## Material supplied
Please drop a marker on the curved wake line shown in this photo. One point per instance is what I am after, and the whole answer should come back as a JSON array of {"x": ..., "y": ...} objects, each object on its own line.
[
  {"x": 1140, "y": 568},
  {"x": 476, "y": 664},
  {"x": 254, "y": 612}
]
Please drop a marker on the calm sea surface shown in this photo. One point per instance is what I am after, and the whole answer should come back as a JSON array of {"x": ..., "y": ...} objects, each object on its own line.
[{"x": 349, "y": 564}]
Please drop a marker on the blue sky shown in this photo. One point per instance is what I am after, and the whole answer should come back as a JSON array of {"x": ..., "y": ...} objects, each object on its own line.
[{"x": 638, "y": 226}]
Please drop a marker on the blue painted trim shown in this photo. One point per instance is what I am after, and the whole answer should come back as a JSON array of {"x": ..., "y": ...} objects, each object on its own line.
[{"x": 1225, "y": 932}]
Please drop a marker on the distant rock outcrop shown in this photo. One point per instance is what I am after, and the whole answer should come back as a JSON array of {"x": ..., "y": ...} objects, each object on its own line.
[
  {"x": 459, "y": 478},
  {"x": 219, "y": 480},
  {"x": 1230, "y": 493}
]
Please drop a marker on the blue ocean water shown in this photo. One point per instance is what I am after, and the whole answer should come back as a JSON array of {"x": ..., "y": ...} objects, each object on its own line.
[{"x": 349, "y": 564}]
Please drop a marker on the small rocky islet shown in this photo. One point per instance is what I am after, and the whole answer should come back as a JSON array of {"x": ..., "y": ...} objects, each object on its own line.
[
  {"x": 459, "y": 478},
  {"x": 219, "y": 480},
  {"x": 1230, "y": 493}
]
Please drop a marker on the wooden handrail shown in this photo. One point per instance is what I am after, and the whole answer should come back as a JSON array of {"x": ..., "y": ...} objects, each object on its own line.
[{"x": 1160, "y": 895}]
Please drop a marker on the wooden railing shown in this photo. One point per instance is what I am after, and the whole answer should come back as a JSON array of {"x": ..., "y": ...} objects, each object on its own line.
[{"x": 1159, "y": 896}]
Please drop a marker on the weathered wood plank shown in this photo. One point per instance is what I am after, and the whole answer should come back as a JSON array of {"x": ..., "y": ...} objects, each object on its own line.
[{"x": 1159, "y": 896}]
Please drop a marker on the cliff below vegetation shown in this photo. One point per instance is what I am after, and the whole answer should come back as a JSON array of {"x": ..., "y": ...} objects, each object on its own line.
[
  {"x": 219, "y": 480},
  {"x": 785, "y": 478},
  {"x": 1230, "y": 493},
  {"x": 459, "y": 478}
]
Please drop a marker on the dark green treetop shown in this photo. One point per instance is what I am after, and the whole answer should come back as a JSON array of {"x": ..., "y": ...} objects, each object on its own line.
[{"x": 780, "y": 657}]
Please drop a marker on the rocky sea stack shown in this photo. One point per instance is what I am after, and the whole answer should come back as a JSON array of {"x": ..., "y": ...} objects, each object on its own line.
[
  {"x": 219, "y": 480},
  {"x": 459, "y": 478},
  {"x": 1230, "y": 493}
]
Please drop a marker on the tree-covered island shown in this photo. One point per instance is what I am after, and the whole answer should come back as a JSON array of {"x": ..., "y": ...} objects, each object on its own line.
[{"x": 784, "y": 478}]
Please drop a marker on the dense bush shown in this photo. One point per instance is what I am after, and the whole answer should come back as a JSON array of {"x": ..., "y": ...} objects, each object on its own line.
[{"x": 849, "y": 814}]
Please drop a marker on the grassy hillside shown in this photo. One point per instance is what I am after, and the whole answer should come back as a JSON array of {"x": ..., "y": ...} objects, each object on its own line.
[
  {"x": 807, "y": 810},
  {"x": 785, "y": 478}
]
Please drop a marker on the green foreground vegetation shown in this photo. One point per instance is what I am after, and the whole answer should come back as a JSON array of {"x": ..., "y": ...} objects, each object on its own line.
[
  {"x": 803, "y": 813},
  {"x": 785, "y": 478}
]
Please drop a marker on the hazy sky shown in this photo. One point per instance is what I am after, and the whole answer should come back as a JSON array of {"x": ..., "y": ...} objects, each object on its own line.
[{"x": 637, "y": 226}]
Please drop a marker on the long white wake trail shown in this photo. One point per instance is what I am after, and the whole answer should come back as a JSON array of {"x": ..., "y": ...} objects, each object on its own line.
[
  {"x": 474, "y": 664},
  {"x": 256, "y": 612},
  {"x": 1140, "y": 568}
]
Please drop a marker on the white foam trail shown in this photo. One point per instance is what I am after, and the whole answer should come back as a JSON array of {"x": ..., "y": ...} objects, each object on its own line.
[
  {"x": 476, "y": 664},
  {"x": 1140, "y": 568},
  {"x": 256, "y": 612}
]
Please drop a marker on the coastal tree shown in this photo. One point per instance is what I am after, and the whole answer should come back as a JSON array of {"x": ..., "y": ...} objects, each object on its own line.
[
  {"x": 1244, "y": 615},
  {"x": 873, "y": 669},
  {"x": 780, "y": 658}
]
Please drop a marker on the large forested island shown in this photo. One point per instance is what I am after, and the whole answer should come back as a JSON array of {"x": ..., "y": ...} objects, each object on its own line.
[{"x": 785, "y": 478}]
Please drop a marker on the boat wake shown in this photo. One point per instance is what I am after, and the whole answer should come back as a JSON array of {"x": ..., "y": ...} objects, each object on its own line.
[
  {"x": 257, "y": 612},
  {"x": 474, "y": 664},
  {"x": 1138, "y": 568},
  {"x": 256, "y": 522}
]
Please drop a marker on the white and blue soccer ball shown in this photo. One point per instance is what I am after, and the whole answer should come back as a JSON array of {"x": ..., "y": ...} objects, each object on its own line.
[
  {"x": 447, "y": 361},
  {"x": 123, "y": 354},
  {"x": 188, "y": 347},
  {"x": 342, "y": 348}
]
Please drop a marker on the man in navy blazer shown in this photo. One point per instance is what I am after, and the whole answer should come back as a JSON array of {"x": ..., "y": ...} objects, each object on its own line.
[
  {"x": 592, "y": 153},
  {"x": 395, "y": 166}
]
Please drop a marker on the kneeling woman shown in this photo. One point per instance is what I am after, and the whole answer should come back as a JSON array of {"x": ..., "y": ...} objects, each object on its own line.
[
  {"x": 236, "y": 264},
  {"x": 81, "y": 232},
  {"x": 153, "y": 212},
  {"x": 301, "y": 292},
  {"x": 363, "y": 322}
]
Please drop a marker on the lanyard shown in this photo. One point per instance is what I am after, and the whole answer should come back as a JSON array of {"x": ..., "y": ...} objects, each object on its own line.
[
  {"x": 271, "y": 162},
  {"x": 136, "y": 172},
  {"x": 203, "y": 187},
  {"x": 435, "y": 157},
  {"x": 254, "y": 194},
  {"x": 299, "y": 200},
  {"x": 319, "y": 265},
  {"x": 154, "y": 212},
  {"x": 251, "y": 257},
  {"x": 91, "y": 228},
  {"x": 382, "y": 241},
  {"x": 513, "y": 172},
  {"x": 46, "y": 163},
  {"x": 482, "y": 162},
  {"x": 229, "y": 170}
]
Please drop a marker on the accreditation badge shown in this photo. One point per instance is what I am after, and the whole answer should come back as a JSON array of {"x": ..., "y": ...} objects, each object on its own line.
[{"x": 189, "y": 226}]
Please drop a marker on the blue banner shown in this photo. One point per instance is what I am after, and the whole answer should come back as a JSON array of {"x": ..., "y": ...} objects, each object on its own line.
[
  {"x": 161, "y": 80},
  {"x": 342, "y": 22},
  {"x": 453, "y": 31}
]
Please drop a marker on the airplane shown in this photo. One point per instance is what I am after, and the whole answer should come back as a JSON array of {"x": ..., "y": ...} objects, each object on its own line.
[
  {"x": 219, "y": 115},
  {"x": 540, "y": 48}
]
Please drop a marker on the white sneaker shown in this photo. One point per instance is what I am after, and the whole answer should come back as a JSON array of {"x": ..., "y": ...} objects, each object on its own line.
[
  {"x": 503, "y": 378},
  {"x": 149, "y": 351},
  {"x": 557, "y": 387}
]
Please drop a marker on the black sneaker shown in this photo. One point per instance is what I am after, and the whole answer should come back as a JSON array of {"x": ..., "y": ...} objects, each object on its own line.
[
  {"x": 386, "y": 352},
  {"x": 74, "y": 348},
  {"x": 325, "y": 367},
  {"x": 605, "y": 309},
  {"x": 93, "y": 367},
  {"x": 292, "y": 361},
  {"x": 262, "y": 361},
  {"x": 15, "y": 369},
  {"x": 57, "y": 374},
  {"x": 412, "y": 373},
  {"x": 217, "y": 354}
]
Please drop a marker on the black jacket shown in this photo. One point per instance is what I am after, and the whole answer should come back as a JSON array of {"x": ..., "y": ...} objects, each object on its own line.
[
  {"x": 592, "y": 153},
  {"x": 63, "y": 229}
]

## Required action
Each line from the one containing "Please drop a marker on the airplane" through the end of the material should be restated word for word; leave out every line before it.

## Answer to this problem
Please drop a marker on the airplane shown in this photo. One point per instance is what I am after, and the whole answer should come back as a JSON array of {"x": ..., "y": ...} objects, each object on its own line.
[
  {"x": 219, "y": 115},
  {"x": 540, "y": 48}
]
Please drop a marker on the white sneaker shown in this photo. One point per instance is what I am after, and the whole answer should come back as a JSON array of {"x": ..., "y": ...} objects, each object on its own line.
[
  {"x": 503, "y": 378},
  {"x": 149, "y": 351},
  {"x": 557, "y": 387}
]
Please drop a marker on the black sneaker shown in this photo. One point per instance is what I am after, and the whole answer should come back as a JSON array of {"x": ..., "y": ...} objects, each object on its own line.
[
  {"x": 386, "y": 352},
  {"x": 74, "y": 348},
  {"x": 325, "y": 367},
  {"x": 605, "y": 309},
  {"x": 93, "y": 367},
  {"x": 292, "y": 361},
  {"x": 262, "y": 361},
  {"x": 15, "y": 369},
  {"x": 57, "y": 374},
  {"x": 412, "y": 373},
  {"x": 217, "y": 354}
]
Please drop a marker on the black jacket shown in this photo. One point per instance is what I am after, and the whole answer should come back as a JSON array of {"x": ..., "y": ...} objects, each object on its own line.
[
  {"x": 592, "y": 153},
  {"x": 63, "y": 229}
]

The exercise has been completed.